Rewrite the material from the line containing "Please pin the jersey" through its last line, offsetting every answer coordinate listed below a "Target:" line by adding 100 to both x and y. Keep all other lines, including the sample coordinates, unchanged.
---------- Data records
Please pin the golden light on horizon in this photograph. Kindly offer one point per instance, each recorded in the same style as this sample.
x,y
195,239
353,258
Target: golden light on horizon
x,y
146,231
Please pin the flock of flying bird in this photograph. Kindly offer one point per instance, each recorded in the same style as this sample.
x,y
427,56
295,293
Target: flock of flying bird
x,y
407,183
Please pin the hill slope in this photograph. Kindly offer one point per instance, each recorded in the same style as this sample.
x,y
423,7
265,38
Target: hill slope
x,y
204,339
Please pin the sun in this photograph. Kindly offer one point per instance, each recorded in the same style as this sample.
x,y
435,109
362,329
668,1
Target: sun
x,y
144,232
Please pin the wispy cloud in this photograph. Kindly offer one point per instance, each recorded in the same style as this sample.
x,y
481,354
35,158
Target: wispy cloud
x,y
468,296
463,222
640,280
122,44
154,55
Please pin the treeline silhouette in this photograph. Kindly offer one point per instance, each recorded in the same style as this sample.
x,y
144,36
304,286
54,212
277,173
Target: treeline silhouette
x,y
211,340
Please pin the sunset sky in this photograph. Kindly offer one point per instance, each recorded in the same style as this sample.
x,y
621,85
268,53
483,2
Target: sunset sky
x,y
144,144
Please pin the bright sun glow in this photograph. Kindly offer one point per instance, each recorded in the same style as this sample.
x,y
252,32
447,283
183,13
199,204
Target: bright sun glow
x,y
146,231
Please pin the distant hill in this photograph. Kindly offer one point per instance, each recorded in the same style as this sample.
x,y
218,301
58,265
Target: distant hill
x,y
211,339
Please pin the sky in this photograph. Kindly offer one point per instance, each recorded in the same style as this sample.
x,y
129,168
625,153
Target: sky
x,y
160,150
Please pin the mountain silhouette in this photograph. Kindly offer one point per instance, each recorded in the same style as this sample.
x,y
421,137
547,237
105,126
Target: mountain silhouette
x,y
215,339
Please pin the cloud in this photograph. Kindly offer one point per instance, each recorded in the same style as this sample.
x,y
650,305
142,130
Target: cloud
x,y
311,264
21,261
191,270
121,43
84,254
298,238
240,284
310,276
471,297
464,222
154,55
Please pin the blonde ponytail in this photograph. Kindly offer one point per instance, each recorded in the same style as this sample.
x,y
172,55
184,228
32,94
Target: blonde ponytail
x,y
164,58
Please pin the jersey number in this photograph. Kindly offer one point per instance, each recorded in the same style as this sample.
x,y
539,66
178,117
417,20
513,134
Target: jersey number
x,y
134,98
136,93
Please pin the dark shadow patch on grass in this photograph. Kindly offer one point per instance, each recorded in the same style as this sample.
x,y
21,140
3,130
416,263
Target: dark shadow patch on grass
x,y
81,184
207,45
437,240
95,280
--------------------
# Solved problem
Please pin the jersey number in this photograph. Kindly offer one point per instance, each recorded in the same style as this sample.
x,y
539,66
178,117
417,20
513,134
Target: jersey number
x,y
234,198
236,193
Please pin the dark shadow patch on grass in this photograph. Kindly offer one point per instance, each recorded in the same style as this sample.
x,y
21,140
3,130
416,263
Target: dark shadow patch on grass
x,y
181,284
307,145
537,340
195,380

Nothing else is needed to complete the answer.